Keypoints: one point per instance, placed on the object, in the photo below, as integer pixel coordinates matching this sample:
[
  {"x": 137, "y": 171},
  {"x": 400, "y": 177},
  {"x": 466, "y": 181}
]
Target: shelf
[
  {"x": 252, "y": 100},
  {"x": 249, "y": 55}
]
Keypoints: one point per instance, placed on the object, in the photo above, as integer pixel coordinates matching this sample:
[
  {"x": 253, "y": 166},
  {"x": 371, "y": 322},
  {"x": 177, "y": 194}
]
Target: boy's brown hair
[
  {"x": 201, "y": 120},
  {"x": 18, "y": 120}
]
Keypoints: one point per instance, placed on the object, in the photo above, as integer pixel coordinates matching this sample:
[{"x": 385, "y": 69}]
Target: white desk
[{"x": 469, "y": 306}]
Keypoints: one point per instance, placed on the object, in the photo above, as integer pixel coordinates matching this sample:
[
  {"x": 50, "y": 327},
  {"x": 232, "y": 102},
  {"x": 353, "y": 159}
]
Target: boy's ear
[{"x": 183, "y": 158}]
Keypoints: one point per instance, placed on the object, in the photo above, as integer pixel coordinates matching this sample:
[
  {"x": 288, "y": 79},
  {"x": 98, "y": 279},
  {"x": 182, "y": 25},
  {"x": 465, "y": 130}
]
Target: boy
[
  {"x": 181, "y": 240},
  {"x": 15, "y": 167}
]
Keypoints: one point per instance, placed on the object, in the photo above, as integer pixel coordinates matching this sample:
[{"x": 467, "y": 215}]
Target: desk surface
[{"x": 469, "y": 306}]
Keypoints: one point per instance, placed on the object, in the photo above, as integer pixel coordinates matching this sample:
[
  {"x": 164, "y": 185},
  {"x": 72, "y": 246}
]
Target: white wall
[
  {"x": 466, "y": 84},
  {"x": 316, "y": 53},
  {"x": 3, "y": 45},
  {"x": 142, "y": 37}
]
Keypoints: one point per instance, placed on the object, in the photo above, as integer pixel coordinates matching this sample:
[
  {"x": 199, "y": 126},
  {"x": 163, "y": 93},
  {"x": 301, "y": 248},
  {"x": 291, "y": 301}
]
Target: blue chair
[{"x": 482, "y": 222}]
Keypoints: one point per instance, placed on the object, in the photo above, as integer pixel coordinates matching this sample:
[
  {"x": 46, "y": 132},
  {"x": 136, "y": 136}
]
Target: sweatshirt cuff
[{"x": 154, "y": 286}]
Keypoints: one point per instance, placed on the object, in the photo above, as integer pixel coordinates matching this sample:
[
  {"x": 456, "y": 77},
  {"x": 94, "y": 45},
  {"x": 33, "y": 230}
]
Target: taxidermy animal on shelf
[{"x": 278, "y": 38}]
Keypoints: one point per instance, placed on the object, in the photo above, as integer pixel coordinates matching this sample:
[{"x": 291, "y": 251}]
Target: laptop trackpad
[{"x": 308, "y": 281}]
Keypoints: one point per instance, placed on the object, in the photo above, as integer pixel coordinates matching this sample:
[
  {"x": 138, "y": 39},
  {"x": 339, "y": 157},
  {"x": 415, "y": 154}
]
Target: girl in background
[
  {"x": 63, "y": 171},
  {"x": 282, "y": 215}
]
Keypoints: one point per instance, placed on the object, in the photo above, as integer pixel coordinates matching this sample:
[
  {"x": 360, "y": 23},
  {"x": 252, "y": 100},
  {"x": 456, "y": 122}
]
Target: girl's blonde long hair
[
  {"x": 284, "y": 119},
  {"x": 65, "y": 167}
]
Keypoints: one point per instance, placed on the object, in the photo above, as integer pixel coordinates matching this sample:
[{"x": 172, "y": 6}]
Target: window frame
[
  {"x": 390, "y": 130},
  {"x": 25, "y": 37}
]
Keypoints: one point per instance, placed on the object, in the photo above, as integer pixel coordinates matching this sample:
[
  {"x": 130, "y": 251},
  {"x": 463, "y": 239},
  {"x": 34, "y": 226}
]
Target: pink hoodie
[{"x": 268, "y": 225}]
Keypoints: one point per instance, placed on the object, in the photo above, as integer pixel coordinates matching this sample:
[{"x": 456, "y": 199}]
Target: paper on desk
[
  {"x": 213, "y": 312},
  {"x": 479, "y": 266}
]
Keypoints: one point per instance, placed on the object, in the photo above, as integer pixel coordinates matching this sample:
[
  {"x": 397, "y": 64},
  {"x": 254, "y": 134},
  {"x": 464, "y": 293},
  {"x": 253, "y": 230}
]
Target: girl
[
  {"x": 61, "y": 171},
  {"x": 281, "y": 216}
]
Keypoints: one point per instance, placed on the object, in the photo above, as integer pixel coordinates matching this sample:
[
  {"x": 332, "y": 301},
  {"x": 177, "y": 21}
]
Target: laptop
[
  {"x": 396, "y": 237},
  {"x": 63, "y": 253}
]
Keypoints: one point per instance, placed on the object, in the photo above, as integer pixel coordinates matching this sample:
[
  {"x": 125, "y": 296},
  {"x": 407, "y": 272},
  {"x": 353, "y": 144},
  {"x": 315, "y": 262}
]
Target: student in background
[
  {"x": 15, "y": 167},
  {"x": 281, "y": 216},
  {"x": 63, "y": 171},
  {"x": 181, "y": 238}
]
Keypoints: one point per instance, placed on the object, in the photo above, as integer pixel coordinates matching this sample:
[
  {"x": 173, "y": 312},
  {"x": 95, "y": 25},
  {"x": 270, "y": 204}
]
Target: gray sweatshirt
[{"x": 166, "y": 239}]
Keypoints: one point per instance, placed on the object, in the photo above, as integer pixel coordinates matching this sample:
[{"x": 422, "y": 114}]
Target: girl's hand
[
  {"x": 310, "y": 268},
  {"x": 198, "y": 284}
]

○ ○ ○ ○

SHORT EXERCISE: Exactly reproduce every record.

FULL RESPONSE:
Keypoints: one point per instance, placed on the object, in the photo below, as integer pixel coordinates matching this sample:
[
  {"x": 137, "y": 171},
  {"x": 400, "y": 177},
  {"x": 466, "y": 181}
]
Target: shelf
[
  {"x": 252, "y": 100},
  {"x": 249, "y": 55}
]
Keypoints: one point per instance, placed on the object, in the photo above, as integer pixel coordinates matching this sample:
[
  {"x": 253, "y": 166},
  {"x": 371, "y": 322},
  {"x": 177, "y": 194}
]
Target: boy's brown hair
[
  {"x": 201, "y": 120},
  {"x": 18, "y": 120}
]
Keypoints: one point per instance, placed on the object, in the photo above, as integer pixel coordinates matching this sample:
[{"x": 385, "y": 69}]
Target: white desk
[{"x": 469, "y": 306}]
Keypoints: one point per instance, placed on the object, in the photo above, as integer pixel coordinates matching this sample:
[
  {"x": 50, "y": 327},
  {"x": 232, "y": 102},
  {"x": 353, "y": 159}
]
Target: boy's ear
[{"x": 183, "y": 158}]
Keypoints: one point per instance, placed on the object, in the photo above, as integer pixel coordinates matching this sample:
[
  {"x": 288, "y": 79},
  {"x": 98, "y": 279},
  {"x": 182, "y": 25},
  {"x": 465, "y": 130}
]
Target: boy
[
  {"x": 181, "y": 240},
  {"x": 15, "y": 167}
]
Keypoints: one point per instance, placed on the object, in the photo above, as integer pixel coordinates matching this sample:
[{"x": 467, "y": 215}]
Target: desk surface
[{"x": 469, "y": 306}]
Keypoints: one point per instance, placed on the object, in the photo above, as integer pixel coordinates matching this sample:
[
  {"x": 164, "y": 185},
  {"x": 72, "y": 246}
]
Target: white wall
[
  {"x": 466, "y": 84},
  {"x": 316, "y": 53},
  {"x": 3, "y": 45},
  {"x": 142, "y": 37}
]
Keypoints: one point per instance, placed on the object, in the photo above, as integer pixel coordinates matching this sample:
[
  {"x": 199, "y": 126},
  {"x": 163, "y": 93},
  {"x": 301, "y": 248},
  {"x": 291, "y": 301}
]
Target: blue chair
[{"x": 482, "y": 222}]
Keypoints: one point per instance, placed on the object, in the photo above, as integer pixel coordinates matching this sample:
[
  {"x": 46, "y": 132},
  {"x": 136, "y": 136}
]
Target: sweatshirt cuff
[{"x": 154, "y": 286}]
Keypoints: one point per instance, placed on the object, in the photo above, as integer pixel coordinates matching this sample:
[
  {"x": 456, "y": 77},
  {"x": 94, "y": 45},
  {"x": 33, "y": 230}
]
Target: taxidermy animal on shelf
[{"x": 278, "y": 38}]
Keypoints: one point per instance, placed on the object, in the photo above, as integer pixel coordinates matching this sample:
[{"x": 291, "y": 251}]
Target: laptop trackpad
[{"x": 308, "y": 281}]
Keypoints: one point per instance, placed on the object, in the photo above, as integer pixel coordinates matching this sample:
[
  {"x": 138, "y": 39},
  {"x": 339, "y": 157},
  {"x": 415, "y": 154}
]
Target: girl in background
[
  {"x": 63, "y": 171},
  {"x": 282, "y": 215}
]
Keypoints: one point per instance, placed on the object, in the photo above, as integer pixel coordinates matching this sample:
[
  {"x": 360, "y": 23},
  {"x": 252, "y": 100},
  {"x": 456, "y": 122}
]
Target: girl's blonde long hair
[
  {"x": 284, "y": 119},
  {"x": 65, "y": 167}
]
Keypoints: one point per instance, placed on the object, in the photo above, as integer pixel coordinates matching this sample:
[{"x": 172, "y": 6}]
Target: window frame
[
  {"x": 390, "y": 130},
  {"x": 25, "y": 37}
]
Keypoints: one point per instance, placed on the object, in the photo above, as integer pixel coordinates matching this sample:
[
  {"x": 130, "y": 251},
  {"x": 463, "y": 239},
  {"x": 34, "y": 226}
]
Target: pink hoodie
[{"x": 268, "y": 225}]
Keypoints: one point per instance, placed on the object, in the photo above, as integer pixel coordinates matching this sample:
[{"x": 456, "y": 199}]
Target: paper on desk
[
  {"x": 213, "y": 312},
  {"x": 479, "y": 266}
]
Keypoints: one point per instance, placed on the object, in the photo above, as integer pixel coordinates matching this sample:
[
  {"x": 397, "y": 64},
  {"x": 254, "y": 134},
  {"x": 464, "y": 293},
  {"x": 253, "y": 230}
]
Target: girl
[
  {"x": 61, "y": 171},
  {"x": 281, "y": 216}
]
Keypoints: one point per instance, placed on the object, in the photo above, as integer pixel coordinates matching this sample:
[
  {"x": 332, "y": 301},
  {"x": 177, "y": 21}
]
Target: laptop
[
  {"x": 396, "y": 237},
  {"x": 63, "y": 253}
]
Keypoints: one point per instance, placed on the object, in the photo above, as integer pixel coordinates matching this sample:
[
  {"x": 125, "y": 296},
  {"x": 407, "y": 272},
  {"x": 353, "y": 144},
  {"x": 315, "y": 262}
]
Target: student in background
[
  {"x": 15, "y": 167},
  {"x": 281, "y": 216},
  {"x": 63, "y": 171},
  {"x": 181, "y": 238}
]
Keypoints: one point per instance, placed on the object, in the photo above, as integer pixel coordinates matching this sample:
[
  {"x": 173, "y": 312},
  {"x": 95, "y": 25},
  {"x": 270, "y": 204}
]
Target: gray sweatshirt
[{"x": 166, "y": 239}]
Keypoints: one point per instance, placed on the object, in the photo above, as integer pixel coordinates matching this sample:
[{"x": 422, "y": 114}]
Target: girl's hand
[
  {"x": 310, "y": 268},
  {"x": 198, "y": 284}
]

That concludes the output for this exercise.